ОТРЫВОК ТЕКСТА:
Огонь столетий (сборник) - Марк Амусин 16 стр.


В перекличках с Белым отражается не просто желание щегольнуть эрудицией, начитанностью. Нет, в этом прослеживается стремление найти связующую нить культуры, убежденность в том, что ситуации и коллизии современной жизни могут быть отображены в тех же символических ракурсах, что и реальность начала века.

Нужно еще заметить, что образ реальности, создаваемый Вахтиным на страницах "Трех повестей…", явно тяготеет к мифологической модели бытия. Свидетельством тому не только многочисленные архетипические образы и отсылки в тексте (Каин и Авель, Моисей, Иуда, Агасфер, Озирис, Кащей, Циклоп), но и особый способ представления пространства. В топологии "Трех повестей…" узость площадки, на которой разворачивается фабула (дом/двор, переулок) сочетается с выходами на всероссийские, а то и вселенские просторы, с символическим панорамированием и пересечением пространственных и временных планов: "Летчик Тютчев летал иногда обычным рейсом над Россией…

И если глянуть вообще, то внизу был мир, бесконечный, как Сибирь.

Агрегат к агрегату, включая металлургию, нефть и комбайн, включая китобойную флотилию "Слава" и тысячи тонн…

А если вглядеться пристально, то виден внизу какой-нибудь городок на поверхности нашей необъятной родины, например, Торчок. И в центре города имеется кремль шестнадцатого века, в кремле соборы Вознесенский, Троицкий и еще соборы, а также лежит колокол на земле, который, как гласит предание, осквернил один из самозванцев…".

Постоянна в "Трех повестях…" и значима оппозиция верха и низа, а также сопряженность горизонтали и вертикали. Можно сказать обобщенно, что горизонтали, плоскости у Вахтина соответствует эмпирическая действительность в ее печальной социально-исторической обусловленности. С вертикалью же связана идея сакральности и свободы, устремленность к идеалу или иному бытийному состоянию, возможность трансформации, превращения…

И здесь мы плавно переходим ко второму "динамическому началу" прозы Бориса Вахтина – ее историософской направленности, воле к постижению исторической загадки России.

Нет, Борис Вахтин не был прирожденным диссидентом. Он стремился по возможности свободно и непринужденно жить и работать в своей родной стране, хотел "присвоить", обустроить единственно данную ему историческую ситуацию. Он не хотел становиться профессиональным оппозиционером, эмигрантом – внешним или внутренним. Но одновременно он органически не был способен умещаться в прокрустовом ложе официоза, приспосабливаться к "складкам местности".

ФРАГМЕНТЫ ДАННЫХ:

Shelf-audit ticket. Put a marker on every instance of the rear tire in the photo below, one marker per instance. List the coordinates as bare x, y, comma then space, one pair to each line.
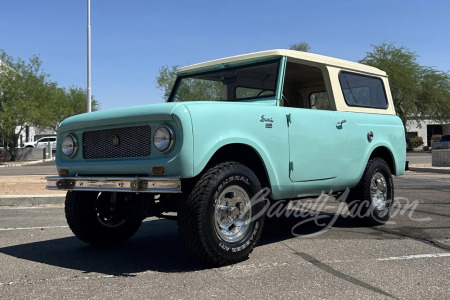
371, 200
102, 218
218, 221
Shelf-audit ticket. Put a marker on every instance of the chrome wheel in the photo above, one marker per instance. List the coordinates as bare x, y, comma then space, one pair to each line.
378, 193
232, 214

...

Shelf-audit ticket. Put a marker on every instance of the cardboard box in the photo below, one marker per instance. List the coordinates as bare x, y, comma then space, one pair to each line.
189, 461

--

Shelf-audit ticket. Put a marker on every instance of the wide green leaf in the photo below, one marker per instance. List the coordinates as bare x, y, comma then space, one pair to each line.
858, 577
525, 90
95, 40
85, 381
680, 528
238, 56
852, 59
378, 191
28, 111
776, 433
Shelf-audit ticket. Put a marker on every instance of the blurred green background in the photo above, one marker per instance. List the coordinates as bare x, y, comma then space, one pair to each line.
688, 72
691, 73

ЗАДАНИЯ:
1 – Ответьте по отрывку о прозе Вахтина на три вопроса:
(a) Переклички с каким писателем отмечены в начале отрывка?
(b) Как называется городок, который виден внизу в приведенной цитате?
(c) Чему у Вахтина соответствует горизонталь, плоскость?
2 – Перечислите все архетипические образы и отсылки, которые отрывок о прозе Вахтина называет в скобках.
3 – Воспроизведите фрагмент отрывка о прозе Вахтина между словами «В перекличках с» и «реальность начала века.», включая их.
Данные никак не связаны с отрывком о прозе Вахтина.

ОТВЕТЫ:
1 –
(a) С Белым.
(b) Торчок.
(c) Эмпирической действительности в ее печальной социально-исторической обусловленности.

2 – Каин и Авель, Моисей, Иуда, Агасфер, Озирис, Кащей, Циклоп.

3 –
В перекличках с Белым отражается не просто желание щегольнуть эрудицией, начитанностью. Нет, в этом прослеживается стремление найти связующую нить культуры, убежденность в том, что ситуации и коллизии современной жизни могут быть отображены в тех же символических ракурсах, что и реальность начала века.